**Instructions to follow**. Write the data below out again, exactly as each line reads.

[Data extracted from a collection]
◆ ◆ ◆ ◆

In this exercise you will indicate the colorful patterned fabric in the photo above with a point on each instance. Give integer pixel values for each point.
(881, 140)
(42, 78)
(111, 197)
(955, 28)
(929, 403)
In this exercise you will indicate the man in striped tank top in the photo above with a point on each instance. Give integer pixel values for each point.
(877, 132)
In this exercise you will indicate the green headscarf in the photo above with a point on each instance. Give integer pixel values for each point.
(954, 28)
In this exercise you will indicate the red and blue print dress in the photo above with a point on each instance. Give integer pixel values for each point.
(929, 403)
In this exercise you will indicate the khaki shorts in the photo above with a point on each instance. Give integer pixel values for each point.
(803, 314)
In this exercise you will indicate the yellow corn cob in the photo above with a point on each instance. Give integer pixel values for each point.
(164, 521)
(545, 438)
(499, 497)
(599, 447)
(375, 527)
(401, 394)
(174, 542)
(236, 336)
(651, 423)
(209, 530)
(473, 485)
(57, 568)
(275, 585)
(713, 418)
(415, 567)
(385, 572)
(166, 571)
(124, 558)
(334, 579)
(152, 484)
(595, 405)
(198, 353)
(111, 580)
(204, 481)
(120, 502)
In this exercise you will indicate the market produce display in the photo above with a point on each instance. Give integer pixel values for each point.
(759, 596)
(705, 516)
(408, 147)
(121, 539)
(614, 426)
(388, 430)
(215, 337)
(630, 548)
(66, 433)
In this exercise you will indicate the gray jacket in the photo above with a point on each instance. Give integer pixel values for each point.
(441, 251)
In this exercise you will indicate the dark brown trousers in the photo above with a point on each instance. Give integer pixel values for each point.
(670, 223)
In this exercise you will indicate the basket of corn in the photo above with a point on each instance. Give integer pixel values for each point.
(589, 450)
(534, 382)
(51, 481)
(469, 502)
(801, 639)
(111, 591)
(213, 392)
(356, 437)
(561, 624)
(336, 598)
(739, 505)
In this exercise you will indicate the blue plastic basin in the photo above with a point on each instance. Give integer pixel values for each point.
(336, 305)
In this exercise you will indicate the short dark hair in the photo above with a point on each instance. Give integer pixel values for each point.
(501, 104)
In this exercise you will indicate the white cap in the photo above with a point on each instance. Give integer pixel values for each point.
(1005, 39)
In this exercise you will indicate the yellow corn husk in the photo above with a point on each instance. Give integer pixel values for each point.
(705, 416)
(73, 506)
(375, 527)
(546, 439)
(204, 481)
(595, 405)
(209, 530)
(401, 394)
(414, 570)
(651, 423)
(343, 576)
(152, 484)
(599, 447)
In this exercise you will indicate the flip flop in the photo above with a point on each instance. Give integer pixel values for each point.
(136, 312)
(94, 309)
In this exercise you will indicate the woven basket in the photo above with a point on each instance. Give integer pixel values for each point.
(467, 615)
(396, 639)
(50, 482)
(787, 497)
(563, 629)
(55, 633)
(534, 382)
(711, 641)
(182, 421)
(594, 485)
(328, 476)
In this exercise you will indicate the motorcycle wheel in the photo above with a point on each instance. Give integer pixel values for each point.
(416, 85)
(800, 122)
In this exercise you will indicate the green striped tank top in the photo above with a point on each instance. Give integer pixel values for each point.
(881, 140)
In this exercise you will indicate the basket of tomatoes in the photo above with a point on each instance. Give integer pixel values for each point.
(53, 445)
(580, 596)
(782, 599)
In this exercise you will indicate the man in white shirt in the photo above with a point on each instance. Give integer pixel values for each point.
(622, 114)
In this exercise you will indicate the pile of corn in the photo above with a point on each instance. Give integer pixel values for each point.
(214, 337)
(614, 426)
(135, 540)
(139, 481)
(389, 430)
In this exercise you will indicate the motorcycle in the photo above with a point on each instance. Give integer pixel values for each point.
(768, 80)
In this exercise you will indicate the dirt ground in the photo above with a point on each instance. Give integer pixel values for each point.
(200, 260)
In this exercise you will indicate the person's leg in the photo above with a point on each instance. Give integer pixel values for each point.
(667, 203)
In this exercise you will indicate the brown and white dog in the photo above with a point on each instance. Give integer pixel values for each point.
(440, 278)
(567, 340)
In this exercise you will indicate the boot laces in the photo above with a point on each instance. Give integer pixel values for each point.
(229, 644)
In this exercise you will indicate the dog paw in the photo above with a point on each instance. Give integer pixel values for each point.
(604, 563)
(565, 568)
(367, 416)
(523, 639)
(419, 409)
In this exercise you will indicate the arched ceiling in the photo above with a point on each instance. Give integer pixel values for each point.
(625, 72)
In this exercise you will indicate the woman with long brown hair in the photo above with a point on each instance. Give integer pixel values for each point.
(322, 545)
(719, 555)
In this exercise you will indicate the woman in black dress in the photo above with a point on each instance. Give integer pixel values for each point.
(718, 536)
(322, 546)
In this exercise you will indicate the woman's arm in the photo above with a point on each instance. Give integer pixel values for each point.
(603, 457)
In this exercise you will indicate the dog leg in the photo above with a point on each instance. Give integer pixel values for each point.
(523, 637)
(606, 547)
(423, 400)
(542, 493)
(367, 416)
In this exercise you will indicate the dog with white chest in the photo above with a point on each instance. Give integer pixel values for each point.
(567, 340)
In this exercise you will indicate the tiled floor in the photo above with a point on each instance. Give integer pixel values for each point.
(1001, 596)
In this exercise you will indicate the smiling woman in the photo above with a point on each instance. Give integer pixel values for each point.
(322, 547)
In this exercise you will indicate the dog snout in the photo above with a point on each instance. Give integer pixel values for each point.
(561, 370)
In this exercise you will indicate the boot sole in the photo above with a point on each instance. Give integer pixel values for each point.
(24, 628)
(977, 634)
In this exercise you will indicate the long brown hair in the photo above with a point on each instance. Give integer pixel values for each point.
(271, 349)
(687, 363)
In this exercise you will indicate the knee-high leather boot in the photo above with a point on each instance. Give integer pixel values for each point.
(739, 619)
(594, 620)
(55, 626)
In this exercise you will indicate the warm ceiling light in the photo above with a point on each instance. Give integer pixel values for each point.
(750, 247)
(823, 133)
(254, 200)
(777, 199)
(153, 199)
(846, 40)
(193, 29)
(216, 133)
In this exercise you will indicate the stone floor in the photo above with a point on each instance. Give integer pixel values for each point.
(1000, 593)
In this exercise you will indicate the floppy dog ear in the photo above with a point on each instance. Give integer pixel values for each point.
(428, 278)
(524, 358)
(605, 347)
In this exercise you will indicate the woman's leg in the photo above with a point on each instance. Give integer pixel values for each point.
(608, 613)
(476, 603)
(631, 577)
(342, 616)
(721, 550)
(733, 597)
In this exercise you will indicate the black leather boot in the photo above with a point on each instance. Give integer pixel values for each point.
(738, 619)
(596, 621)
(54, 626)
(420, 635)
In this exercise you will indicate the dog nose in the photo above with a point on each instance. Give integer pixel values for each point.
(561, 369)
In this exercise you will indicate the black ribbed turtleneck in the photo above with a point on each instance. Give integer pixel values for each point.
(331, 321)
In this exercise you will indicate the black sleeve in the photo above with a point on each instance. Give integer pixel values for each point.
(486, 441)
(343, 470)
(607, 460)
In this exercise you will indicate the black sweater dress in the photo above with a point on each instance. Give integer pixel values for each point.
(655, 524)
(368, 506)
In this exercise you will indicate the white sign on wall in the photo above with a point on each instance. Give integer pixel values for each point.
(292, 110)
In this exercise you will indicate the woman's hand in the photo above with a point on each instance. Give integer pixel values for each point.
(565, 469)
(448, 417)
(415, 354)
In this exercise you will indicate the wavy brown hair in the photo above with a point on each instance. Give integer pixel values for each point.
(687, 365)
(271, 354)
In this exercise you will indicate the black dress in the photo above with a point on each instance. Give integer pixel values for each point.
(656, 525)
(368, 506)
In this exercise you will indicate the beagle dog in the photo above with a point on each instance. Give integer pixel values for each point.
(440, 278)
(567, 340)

◆ ◆ ◆ ◆

**Task answer**.
In this exercise you will indicate the colorful patterned fabric in the photo above with a point on each instance. Give integer pixel values for each point.
(881, 140)
(42, 78)
(111, 197)
(955, 28)
(929, 403)
In this exercise you will indicate the man in striped tank top in the photo above with a point on each instance. Give integer pixel values for each point.
(877, 132)
In this exercise you will indicate the green headscarf in the photo above with a point on each instance. Give integer pixel values for each point.
(954, 28)
In this exercise you will indicate the red and blue print dress in the photo above with a point on each instance. Give integer pixel values for each point.
(929, 403)
In this exercise you will indicate the khaki shorts in the photo above with a point on each instance. Give integer pixel values for each point.
(803, 314)
In this exercise you will indicate the yellow corn cob in the photo above with a point on each instance. Give integer pixel values for each point.
(164, 521)
(545, 438)
(499, 497)
(599, 447)
(375, 527)
(401, 394)
(174, 542)
(236, 336)
(651, 423)
(209, 530)
(473, 485)
(57, 568)
(275, 585)
(713, 418)
(415, 567)
(385, 572)
(166, 571)
(124, 558)
(334, 579)
(152, 484)
(595, 405)
(198, 353)
(111, 580)
(204, 481)
(120, 502)
In this exercise you will indicate the market produce display in the photo above with a point on each instance. Give integer pixel values for each point.
(759, 596)
(705, 516)
(408, 147)
(121, 539)
(614, 426)
(388, 430)
(215, 337)
(630, 548)
(66, 433)
In this exercise you will indicate the gray jacket in the photo above with a point on each instance. Give integer pixel values for each point.
(441, 251)
In this exercise you will indicate the dark brown trousers in the photo above with a point on each instance. Give integer pixel values for each point.
(670, 223)
In this exercise you will indicate the basket of corn in the photo above with a point on each instance. Give integer pixel values for each point.
(589, 450)
(534, 382)
(51, 481)
(469, 502)
(801, 639)
(111, 591)
(213, 392)
(356, 437)
(561, 624)
(336, 598)
(739, 505)
In this exercise you will indicate the blue plastic basin in the photo above with a point on each instance. Give integer pixel values for each point.
(336, 305)
In this exercise you will indicate the short dark hair in the photo above with a point on each instance. Give integer pixel values for each point.
(501, 104)
In this exercise you will indicate the white cap in the photo above with a point on each instance. Give integer pixel values for each point.
(1005, 39)
In this exercise you will indicate the yellow corn husk in the photo above with a point on each instance. Give integer pixel values for each point.
(705, 416)
(73, 506)
(375, 527)
(546, 439)
(204, 481)
(595, 405)
(209, 530)
(401, 394)
(414, 570)
(651, 423)
(343, 576)
(152, 484)
(599, 447)
In this exercise you will indicate the flip flop in the photo above with a point on each instance. Give integer pixel values for each point.
(136, 312)
(94, 309)
In this exercise you will indicate the woven basket in the photo above with a point on each instance. Give integer pixel values for each point.
(467, 615)
(396, 639)
(50, 482)
(787, 497)
(563, 629)
(55, 633)
(534, 382)
(711, 641)
(182, 421)
(594, 485)
(328, 476)
In this exercise you will indicate the motorcycle wheel in the photo above with a point on each instance. Give integer pixel values for each point.
(416, 85)
(800, 122)
In this exercise you will indicate the green striped tank top in the photo above with a point on each instance. Give integer pixel values for each point.
(881, 140)
In this exercise you will indicate the basket of tomatoes in the photo above with a point on each instance. Give integer pixel values for each point.
(53, 445)
(580, 596)
(782, 599)
In this exercise you will indicate the man in white shirt in the photo above with a point on each instance. Give integer pixel values for each point.
(622, 114)
In this exercise you will indicate the pile of corn in the photo above with a point on each instance. Give integer pixel values for each point.
(214, 337)
(614, 426)
(135, 540)
(139, 481)
(389, 430)
In this exercise you will indicate the motorcycle in the photo above with a point on each instance. Give integer pixel values for each point.
(768, 80)
In this exercise you will indicate the dirt ground in the photo above with a point on each instance. Give integer pixel values for each point.
(200, 260)
In this exercise you will indicate the person's leg in the photo above with a point on each instance. Give integer pixel values for each point.
(667, 203)
In this exercise you will indicate the brown and white dog in the photo above with a point on each instance. Give integer pixel values for each point.
(440, 278)
(567, 340)
In this exercise you will indicate the boot laces in the photo above with a point on each instance. Give integer pixel values for each point.
(229, 644)
In this exercise you will indicate the dog paw in the photo above with a point on each instance. Give integer pixel values for each point.
(604, 563)
(565, 568)
(367, 416)
(523, 639)
(419, 409)
In this exercise you will indicate the arched ceiling in the photo above with a point on each instance. Give integer pixel values for each point.
(625, 72)
In this exercise you will indicate the woman with long brown hair in the photo above with a point on each instance. Give integer pixel values for each point.
(322, 545)
(719, 555)
In this exercise you will indicate the woman in black dress in the photo above with a point on each instance. Give integer pixel values for each point.
(718, 536)
(322, 546)
In this exercise you will indicate the woman's arm in the photo above with a point on each instance. Give integer pixel values for each point.
(603, 457)
In this exercise you will indicate the dog leg in the photo above with a point on each instance. Give integer pixel values for each point.
(523, 637)
(606, 547)
(423, 400)
(542, 493)
(367, 416)
In this exercise you will indicate the dog with white chest in the photo above with a point on each instance. Give integer pixel values for each point.
(567, 340)
In this exercise you will indicate the tiled floor in the photo above with a point on each instance. Give integer pixel values for each point.
(1001, 596)
In this exercise you will indicate the smiling woman in the photo above with a point on each instance. Give integer pixel values for each point.
(322, 547)
In this exercise you will indicate the dog snout in the photo above with a point on each instance. Give integer pixel values for each point.
(561, 370)
In this exercise you will indicate the boot sole in the photo above with a point on each instance. Give integer pixel values for each point.
(24, 628)
(977, 634)
In this exercise you will indicate the long brown hair in the photo above with a point on each instance. Give integer pixel values for each point.
(271, 349)
(687, 363)
In this exercise you will indicate the knee-high leather boot in the photo above with a point on each instance. Give integer pixel values for each point.
(739, 619)
(594, 620)
(55, 626)
In this exercise you will indicate the warm ceiling light in the photo above with a point on each instance. Give integer pixel values for each point.
(750, 247)
(823, 133)
(254, 200)
(777, 199)
(153, 199)
(846, 40)
(193, 29)
(216, 133)
In this exercise you will indicate the stone floor in the photo above with a point on each instance. Give integer pixel values for each point.
(1000, 593)
In this exercise you will indicate the floppy dog ear in the photo above with a point on each instance. Give integer pixel values for each point.
(428, 278)
(524, 358)
(605, 347)
In this exercise you will indicate the woman's leg in the photo above with a point on each instance. Give integer pixel values for each point.
(608, 613)
(476, 603)
(631, 577)
(342, 616)
(721, 550)
(733, 597)
In this exercise you will indicate the black leather boot in the photo above with a point on each instance. Give integer pixel values for each point.
(738, 619)
(596, 621)
(54, 626)
(420, 635)
In this exercise you will indicate the dog nose in the photo above with a point on each instance. Give integer pixel values for each point.
(561, 369)
In this exercise you will indicate the black ribbed turtleneck in the photo above with a point on each instance. Give integer pixel values for each point.
(331, 321)
In this exercise you will indicate the black sleeve in the photo above with a point on each instance. Give integer pixel values for each point.
(486, 441)
(343, 470)
(607, 460)
In this exercise you will indicate the black sweater dress in the photo above with a point on each instance. Give integer pixel values for each point.
(655, 524)
(368, 506)
In this exercise you will indicate the white sign on wall in the photo above with a point on each instance. Give integer pixel values for each point.
(292, 110)
In this exercise you will indicate the woman's hand in the photo above with a point on each instance. Give integer pixel values for each point.
(565, 469)
(448, 417)
(415, 354)
In this exercise you will indicate the wavy brown hair in the photo above with a point on each instance. Give integer pixel values for each point.
(687, 365)
(271, 354)
In this exercise you will indicate the black dress in the photo above with a point on each instance. Give integer pixel values for each point.
(656, 525)
(368, 506)
In this exercise you will indicate the beagle dog in the photo above with a point on each instance. Give integer pixel values for each point.
(440, 278)
(567, 340)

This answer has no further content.